Stored items from a collection

=======

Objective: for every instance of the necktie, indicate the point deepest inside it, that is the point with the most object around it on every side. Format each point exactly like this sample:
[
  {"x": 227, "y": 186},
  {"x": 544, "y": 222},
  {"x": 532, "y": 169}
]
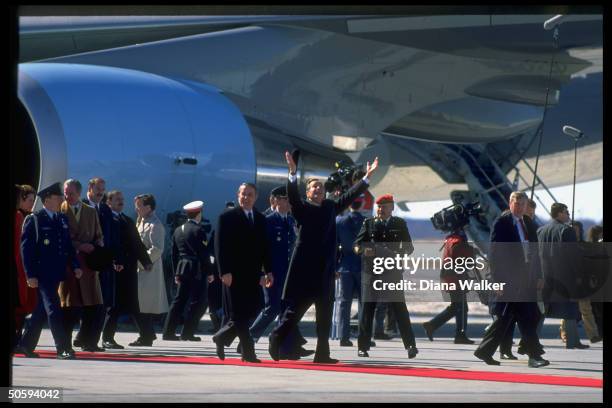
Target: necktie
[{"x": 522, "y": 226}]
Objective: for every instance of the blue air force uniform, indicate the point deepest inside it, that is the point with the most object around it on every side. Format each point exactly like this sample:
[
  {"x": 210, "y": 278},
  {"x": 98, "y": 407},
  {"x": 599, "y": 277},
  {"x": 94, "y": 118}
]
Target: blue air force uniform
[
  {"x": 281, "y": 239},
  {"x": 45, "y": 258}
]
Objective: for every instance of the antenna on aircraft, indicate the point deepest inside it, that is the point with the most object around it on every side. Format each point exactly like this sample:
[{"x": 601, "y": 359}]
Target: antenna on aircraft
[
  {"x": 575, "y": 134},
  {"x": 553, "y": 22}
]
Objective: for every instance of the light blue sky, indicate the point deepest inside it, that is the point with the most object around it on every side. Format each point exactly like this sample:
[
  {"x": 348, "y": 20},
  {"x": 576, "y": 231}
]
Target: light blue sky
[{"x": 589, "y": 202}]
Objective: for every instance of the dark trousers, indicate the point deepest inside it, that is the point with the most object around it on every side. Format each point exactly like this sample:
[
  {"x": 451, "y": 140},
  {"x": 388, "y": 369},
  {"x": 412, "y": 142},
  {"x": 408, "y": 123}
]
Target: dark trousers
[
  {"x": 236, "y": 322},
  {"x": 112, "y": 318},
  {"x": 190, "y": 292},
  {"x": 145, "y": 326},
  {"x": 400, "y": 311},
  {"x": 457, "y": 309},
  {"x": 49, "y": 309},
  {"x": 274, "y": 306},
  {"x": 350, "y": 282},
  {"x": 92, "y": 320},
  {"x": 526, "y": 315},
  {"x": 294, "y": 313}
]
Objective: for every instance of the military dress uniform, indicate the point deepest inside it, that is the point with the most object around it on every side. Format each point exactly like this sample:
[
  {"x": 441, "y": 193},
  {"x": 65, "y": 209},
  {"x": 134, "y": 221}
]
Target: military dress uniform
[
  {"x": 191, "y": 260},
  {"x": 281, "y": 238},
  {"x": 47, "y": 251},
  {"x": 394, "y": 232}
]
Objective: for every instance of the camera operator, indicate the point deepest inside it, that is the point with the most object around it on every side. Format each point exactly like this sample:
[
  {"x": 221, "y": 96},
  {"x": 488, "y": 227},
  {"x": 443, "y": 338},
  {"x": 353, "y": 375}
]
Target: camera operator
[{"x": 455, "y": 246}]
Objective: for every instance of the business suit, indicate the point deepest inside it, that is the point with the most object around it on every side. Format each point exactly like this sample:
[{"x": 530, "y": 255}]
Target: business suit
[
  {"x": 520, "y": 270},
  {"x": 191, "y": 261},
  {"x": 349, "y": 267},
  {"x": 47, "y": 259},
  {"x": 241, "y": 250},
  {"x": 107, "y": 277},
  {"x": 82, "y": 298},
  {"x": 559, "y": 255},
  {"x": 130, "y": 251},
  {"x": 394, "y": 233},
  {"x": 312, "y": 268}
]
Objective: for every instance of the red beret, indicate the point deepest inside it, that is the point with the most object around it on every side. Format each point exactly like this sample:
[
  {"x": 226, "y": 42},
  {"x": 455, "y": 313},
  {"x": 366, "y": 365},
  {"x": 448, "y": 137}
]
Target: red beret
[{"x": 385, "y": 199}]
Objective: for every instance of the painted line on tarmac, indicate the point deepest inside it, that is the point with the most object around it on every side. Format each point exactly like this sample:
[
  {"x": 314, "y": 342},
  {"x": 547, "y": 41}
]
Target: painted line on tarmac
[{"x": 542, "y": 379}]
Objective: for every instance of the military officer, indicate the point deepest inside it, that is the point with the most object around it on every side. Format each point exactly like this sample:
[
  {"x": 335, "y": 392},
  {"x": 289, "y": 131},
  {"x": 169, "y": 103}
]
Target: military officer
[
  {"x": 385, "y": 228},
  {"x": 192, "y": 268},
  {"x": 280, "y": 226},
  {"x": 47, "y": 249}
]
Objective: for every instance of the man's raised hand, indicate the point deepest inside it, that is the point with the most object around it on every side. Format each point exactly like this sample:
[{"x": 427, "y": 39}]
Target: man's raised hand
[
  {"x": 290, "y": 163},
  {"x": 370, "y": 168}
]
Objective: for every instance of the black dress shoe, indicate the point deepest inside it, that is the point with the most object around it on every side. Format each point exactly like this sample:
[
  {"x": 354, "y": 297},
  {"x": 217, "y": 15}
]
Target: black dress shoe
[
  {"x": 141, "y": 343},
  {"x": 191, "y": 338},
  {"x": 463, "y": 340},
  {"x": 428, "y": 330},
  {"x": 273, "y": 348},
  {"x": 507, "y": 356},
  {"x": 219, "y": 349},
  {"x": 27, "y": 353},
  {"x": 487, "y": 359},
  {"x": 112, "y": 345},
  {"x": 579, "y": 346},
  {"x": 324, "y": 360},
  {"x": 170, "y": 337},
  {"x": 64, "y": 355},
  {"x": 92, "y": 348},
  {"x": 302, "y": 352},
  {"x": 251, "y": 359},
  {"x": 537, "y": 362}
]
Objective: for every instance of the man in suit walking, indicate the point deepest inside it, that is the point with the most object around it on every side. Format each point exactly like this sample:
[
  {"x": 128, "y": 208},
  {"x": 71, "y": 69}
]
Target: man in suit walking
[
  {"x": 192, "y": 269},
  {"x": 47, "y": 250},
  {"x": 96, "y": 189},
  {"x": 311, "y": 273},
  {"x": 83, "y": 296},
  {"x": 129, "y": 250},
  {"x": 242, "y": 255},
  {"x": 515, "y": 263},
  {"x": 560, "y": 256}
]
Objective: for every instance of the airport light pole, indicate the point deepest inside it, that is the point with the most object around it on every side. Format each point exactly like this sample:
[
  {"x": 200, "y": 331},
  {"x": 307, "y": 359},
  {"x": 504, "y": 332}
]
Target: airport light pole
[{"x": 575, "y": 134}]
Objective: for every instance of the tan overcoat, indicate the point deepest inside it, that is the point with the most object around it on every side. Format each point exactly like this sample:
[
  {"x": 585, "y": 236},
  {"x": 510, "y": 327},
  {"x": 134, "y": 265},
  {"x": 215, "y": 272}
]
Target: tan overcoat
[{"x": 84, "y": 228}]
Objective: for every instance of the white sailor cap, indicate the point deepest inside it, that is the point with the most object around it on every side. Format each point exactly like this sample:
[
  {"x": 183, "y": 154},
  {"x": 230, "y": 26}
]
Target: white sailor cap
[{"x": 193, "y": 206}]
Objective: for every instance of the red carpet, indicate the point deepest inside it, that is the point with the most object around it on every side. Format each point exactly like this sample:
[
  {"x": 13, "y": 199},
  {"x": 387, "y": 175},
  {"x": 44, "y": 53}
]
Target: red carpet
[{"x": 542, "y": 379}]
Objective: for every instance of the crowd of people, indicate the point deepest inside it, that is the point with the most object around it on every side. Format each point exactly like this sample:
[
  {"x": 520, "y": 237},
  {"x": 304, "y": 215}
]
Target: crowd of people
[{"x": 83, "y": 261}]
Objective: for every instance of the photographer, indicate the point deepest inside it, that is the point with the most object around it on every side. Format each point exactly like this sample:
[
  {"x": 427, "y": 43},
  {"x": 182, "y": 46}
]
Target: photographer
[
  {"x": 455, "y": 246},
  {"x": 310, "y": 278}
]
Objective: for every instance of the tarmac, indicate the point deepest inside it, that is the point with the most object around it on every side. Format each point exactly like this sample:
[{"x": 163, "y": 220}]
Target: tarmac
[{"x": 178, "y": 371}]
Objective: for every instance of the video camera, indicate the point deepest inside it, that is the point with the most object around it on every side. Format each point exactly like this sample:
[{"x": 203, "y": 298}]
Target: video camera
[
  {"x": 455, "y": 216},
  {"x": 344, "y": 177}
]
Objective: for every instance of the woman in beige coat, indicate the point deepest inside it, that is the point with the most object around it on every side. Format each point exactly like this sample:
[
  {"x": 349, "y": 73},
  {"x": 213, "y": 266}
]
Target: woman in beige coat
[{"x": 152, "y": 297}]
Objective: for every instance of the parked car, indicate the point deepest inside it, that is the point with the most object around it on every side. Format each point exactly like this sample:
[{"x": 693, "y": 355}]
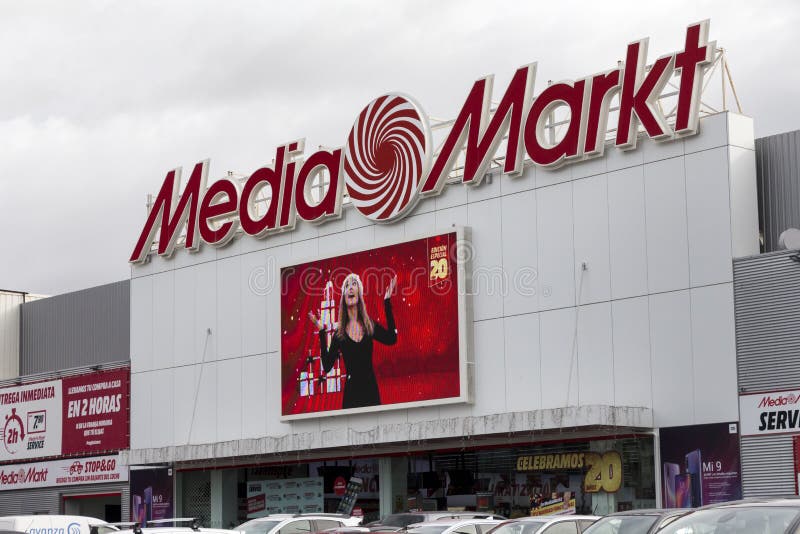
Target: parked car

=======

_How to complete this task_.
Check each line of the records for the word "parked", and show the lines that contain it.

_Answer to the problem_.
Objective: for every instance of the parked car, indicate the point deepest inside it, that is the point with the most object around it on every side. Format each point exactly like this sample:
Target: parked car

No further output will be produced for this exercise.